### Directions
Leaving out the images, please output every entry exactly as it appears.

-- Provided information follows --

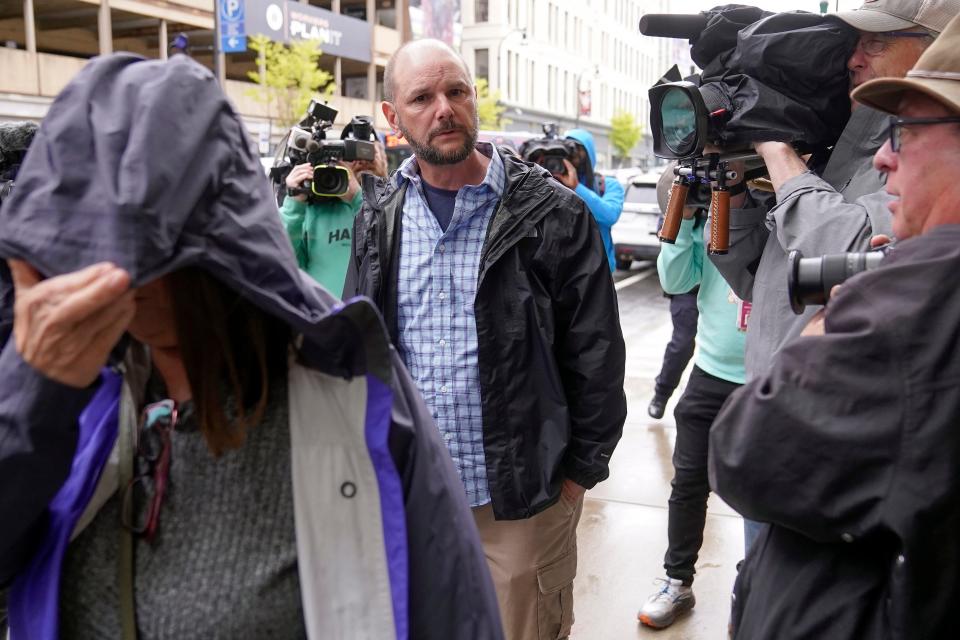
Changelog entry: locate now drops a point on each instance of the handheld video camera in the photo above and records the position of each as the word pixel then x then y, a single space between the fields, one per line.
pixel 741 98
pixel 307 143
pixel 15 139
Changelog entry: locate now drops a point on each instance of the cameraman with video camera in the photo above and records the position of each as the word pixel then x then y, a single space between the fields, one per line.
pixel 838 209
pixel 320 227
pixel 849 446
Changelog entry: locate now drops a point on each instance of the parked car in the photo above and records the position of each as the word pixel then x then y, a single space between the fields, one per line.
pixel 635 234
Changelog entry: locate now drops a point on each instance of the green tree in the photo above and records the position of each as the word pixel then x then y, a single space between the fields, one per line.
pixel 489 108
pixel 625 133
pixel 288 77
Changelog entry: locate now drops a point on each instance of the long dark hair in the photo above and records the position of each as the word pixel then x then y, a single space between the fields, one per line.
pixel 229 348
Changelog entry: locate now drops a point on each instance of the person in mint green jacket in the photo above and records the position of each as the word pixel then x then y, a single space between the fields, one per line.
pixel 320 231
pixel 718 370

-- Provided information concluded --

### Exercise response
Changelog entry: locate now drops a point on each instance of the handheld video camera in the photo above and records the position of each as the word pixel then x then y, a single space between the fields, one per line.
pixel 741 98
pixel 307 143
pixel 15 139
Changelog entry: locate now drops a point on each instance of the cameraman with video camera in the photo above and records the position of each as the word pixel then x then y, a single space between the fields, one per line.
pixel 838 209
pixel 320 227
pixel 849 446
Changelog entry: locate now drops a point on each instance of the parked car in the photo above and records the position of each as the word pixel then x then y, a single space between the fields, one per line.
pixel 635 234
Changelog entry: locate now drops a point on each instance of the green tree in the photo above and records the position of each as the word pixel then x then y, a single space between the fields, one per line.
pixel 489 108
pixel 625 133
pixel 288 77
Changelog entry: locate now drops a point on each instance of the long dark hair in the photo above and records the position of each as the word pixel then x then y, a single space between the fields, one per line.
pixel 229 348
Changelog entry: locate now drops a point on each instance of the person in mint green jacket in the photo above and records the position of each as the word pixel then x then y, a single space between the fields, one per line.
pixel 320 231
pixel 718 370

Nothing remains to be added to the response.